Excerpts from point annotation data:
= = = =

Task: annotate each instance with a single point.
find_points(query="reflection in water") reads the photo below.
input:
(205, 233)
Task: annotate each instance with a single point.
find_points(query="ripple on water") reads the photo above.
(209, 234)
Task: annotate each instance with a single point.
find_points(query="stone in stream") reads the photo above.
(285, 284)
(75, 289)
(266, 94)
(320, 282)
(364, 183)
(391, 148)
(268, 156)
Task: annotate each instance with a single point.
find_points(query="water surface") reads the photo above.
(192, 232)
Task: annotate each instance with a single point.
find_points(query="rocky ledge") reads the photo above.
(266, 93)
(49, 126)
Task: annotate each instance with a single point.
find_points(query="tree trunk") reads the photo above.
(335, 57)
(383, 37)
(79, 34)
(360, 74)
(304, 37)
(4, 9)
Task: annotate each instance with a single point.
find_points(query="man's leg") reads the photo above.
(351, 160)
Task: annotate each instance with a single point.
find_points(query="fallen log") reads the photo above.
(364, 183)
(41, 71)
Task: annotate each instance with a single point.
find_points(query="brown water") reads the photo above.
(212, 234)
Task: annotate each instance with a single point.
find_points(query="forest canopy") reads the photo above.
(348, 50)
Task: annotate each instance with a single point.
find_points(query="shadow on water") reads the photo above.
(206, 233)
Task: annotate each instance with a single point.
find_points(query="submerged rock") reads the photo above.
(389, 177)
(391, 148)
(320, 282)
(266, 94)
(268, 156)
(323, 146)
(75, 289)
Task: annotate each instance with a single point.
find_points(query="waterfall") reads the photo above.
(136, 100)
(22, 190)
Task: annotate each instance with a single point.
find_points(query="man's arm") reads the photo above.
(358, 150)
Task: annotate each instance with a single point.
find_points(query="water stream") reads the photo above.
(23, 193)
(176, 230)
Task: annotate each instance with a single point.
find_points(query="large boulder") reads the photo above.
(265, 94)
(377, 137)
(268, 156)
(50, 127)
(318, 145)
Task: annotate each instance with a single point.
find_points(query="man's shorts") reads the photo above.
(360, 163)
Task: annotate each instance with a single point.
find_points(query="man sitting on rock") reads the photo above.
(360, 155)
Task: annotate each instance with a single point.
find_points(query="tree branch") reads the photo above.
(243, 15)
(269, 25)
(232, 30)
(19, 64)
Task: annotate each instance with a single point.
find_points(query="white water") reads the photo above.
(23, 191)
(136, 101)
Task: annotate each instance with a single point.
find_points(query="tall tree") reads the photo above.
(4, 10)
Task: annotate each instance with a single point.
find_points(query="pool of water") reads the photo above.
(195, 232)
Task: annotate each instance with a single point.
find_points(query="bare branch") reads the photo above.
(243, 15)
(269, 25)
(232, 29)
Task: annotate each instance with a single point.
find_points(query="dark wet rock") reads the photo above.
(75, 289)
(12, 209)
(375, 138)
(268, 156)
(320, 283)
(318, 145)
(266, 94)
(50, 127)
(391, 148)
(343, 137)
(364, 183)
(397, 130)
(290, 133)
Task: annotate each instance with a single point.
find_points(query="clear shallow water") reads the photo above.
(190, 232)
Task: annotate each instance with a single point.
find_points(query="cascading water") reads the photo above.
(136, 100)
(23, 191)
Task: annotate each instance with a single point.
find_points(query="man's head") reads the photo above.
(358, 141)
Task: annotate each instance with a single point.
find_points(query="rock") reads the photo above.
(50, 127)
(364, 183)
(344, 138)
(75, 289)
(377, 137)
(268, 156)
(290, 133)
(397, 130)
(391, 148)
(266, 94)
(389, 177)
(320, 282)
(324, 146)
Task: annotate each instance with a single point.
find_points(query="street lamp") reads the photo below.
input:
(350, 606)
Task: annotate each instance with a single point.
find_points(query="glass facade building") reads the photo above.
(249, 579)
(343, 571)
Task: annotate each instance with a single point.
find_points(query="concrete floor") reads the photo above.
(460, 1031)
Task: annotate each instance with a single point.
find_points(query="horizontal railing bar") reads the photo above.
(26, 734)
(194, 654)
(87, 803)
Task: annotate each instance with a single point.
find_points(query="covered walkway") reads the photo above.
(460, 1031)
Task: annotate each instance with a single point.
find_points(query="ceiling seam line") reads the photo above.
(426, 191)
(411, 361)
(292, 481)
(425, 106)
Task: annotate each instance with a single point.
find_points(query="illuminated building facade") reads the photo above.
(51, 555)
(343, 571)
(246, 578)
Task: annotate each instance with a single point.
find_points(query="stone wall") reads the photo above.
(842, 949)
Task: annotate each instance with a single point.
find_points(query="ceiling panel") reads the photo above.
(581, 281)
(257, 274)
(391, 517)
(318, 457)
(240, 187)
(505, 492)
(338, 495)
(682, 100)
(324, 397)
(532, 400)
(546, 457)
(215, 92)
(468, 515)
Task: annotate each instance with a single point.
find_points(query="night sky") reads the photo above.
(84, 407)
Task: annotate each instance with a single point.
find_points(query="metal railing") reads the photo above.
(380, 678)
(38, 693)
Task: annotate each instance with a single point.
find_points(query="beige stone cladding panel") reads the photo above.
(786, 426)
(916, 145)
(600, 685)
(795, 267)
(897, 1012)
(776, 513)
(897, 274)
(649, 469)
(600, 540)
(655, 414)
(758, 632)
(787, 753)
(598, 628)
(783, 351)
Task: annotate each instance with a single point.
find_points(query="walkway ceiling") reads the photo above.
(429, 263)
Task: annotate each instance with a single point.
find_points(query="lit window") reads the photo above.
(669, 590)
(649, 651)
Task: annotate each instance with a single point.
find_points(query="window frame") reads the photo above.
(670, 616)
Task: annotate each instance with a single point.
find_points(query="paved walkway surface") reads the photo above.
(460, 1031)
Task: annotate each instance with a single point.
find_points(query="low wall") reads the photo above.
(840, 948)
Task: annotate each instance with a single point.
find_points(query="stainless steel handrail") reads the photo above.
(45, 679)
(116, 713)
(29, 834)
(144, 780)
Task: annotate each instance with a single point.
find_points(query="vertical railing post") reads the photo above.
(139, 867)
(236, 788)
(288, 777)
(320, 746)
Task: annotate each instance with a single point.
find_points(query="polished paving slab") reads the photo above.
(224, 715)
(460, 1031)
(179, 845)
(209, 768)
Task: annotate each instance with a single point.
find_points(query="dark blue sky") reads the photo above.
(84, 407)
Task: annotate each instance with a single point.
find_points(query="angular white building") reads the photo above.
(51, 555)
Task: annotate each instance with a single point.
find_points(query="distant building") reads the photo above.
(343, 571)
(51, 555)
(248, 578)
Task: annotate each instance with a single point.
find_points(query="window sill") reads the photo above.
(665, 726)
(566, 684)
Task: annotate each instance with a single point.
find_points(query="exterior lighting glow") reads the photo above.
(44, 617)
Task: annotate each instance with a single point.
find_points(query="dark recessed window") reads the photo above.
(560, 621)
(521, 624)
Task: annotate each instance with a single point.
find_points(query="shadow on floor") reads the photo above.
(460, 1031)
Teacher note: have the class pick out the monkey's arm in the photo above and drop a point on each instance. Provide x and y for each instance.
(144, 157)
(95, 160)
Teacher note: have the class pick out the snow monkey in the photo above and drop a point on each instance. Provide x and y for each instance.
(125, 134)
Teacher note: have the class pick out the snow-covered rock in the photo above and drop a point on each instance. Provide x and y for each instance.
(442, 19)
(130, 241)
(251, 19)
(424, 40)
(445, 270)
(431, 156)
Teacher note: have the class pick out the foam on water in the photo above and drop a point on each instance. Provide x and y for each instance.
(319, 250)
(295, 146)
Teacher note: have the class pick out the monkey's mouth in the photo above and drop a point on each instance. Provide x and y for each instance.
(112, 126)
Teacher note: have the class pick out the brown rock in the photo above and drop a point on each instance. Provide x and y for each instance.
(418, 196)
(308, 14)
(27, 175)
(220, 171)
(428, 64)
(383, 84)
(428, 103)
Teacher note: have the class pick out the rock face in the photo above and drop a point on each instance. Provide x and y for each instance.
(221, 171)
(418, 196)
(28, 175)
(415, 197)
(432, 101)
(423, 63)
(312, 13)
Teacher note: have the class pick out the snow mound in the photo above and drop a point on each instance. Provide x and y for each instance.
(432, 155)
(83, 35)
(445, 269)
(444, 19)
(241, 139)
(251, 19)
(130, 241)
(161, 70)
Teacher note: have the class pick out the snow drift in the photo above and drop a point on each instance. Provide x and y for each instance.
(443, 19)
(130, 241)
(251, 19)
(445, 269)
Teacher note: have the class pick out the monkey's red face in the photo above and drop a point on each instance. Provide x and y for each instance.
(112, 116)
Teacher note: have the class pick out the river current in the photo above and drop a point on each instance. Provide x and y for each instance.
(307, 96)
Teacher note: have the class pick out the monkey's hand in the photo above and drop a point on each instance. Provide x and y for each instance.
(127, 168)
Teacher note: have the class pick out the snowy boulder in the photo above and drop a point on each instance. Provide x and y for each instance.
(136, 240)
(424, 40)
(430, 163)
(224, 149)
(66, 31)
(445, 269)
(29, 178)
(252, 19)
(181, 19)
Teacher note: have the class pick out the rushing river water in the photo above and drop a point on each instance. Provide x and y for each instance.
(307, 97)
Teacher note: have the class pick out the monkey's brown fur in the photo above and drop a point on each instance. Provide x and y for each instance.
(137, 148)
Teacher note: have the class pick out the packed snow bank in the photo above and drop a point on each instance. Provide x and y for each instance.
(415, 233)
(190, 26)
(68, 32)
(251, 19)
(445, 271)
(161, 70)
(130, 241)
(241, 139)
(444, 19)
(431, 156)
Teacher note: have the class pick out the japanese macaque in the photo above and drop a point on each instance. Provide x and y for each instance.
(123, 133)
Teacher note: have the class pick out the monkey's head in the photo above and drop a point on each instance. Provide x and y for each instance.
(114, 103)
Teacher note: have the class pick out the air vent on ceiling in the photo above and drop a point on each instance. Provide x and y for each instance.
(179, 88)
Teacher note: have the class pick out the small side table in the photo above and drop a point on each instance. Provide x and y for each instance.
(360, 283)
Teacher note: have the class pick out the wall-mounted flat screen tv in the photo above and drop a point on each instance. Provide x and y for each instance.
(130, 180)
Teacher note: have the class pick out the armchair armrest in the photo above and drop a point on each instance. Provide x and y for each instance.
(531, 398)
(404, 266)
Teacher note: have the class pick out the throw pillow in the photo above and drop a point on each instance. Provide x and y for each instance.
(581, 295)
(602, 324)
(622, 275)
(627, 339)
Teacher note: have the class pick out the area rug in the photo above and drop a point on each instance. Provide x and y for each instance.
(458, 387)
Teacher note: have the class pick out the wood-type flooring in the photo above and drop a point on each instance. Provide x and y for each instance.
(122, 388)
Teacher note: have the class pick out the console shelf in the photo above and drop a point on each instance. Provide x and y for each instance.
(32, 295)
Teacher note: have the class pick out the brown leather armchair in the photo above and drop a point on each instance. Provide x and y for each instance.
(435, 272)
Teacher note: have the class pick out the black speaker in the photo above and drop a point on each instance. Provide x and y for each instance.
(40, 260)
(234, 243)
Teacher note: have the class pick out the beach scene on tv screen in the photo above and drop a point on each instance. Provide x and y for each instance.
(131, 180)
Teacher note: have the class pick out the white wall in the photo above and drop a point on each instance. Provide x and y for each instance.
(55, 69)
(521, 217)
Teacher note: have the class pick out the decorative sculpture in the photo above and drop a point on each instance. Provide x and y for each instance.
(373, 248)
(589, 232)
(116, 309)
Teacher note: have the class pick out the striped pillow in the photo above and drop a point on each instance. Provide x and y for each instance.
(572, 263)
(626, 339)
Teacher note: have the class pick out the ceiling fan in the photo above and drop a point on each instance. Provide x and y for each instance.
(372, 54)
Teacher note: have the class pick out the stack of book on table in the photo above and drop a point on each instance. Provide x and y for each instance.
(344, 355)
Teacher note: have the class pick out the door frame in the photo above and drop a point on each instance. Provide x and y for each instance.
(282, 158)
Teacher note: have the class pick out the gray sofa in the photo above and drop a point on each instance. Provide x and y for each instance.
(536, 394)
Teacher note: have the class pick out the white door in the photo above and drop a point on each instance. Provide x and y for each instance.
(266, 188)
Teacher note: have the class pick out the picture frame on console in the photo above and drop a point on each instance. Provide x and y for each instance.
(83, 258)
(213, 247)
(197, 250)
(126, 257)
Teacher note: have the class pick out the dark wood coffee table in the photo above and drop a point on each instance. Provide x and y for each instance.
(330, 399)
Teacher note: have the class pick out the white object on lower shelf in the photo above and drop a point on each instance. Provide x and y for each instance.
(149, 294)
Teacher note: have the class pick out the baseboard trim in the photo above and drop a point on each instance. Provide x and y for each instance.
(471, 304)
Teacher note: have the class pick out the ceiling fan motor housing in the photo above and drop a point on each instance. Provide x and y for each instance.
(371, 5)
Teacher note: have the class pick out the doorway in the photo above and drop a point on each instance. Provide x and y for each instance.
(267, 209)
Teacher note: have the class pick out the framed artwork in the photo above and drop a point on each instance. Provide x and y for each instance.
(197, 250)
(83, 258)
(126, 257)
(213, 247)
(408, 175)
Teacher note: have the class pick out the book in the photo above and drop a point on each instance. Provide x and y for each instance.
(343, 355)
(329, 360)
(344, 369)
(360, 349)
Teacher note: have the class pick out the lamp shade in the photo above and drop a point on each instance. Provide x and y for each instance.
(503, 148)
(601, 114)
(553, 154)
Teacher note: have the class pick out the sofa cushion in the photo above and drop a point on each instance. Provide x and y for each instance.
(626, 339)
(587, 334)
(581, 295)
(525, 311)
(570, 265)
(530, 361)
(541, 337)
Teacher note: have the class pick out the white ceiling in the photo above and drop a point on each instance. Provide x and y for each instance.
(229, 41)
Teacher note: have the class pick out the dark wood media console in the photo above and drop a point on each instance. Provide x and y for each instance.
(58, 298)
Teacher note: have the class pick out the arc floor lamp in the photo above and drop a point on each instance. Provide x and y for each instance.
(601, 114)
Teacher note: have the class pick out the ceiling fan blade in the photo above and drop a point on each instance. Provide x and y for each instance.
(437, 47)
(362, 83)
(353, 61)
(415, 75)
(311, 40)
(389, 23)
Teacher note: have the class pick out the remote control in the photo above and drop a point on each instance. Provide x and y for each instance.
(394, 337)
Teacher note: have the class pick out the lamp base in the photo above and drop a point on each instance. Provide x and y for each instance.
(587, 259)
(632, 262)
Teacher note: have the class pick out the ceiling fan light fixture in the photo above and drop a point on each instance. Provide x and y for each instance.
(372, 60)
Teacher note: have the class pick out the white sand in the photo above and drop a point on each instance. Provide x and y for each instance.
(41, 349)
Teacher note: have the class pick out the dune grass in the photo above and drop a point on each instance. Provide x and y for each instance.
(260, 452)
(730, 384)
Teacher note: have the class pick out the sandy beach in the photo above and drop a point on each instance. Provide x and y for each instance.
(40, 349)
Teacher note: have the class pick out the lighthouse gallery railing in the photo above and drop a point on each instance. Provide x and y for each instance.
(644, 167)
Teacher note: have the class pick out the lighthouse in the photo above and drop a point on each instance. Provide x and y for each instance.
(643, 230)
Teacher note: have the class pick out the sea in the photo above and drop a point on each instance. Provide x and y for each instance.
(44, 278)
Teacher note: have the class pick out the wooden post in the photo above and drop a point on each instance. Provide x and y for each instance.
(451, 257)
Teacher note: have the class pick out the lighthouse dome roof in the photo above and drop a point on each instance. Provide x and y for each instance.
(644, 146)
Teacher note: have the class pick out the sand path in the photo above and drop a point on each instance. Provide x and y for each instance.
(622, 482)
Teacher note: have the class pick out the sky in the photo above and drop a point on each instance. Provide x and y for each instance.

= = = =

Exactly and only the lines from the one containing "Teacher note: have the class pick out the lighthouse in" through the end of the material are to be reproduced, both ends included.

» **Answer for this exercise**:
Teacher note: have the class pick out the lighthouse in the photo above and drop a point on each instance. Provide x and y for each instance.
(643, 230)
Teacher note: have the class pick out the sea in the photo above and drop a point on each instance. Provide x and y for each instance.
(44, 278)
Teacher note: have the class pick out the wooden post in the photo above and drop a point on each instance. Provide x and y for each instance.
(451, 257)
Teacher note: have the class pick out the lighthouse dome roof in the photo above and drop a point on each instance. Provide x and y for each instance.
(644, 146)
Teacher note: have the class pick out the sand path in the photo above and drop a point on each instance. Provide x and y for each instance.
(622, 482)
Teacher note: have the class pick out the sky in the photo above and drop a point on each instance. Provide x and y for each instance.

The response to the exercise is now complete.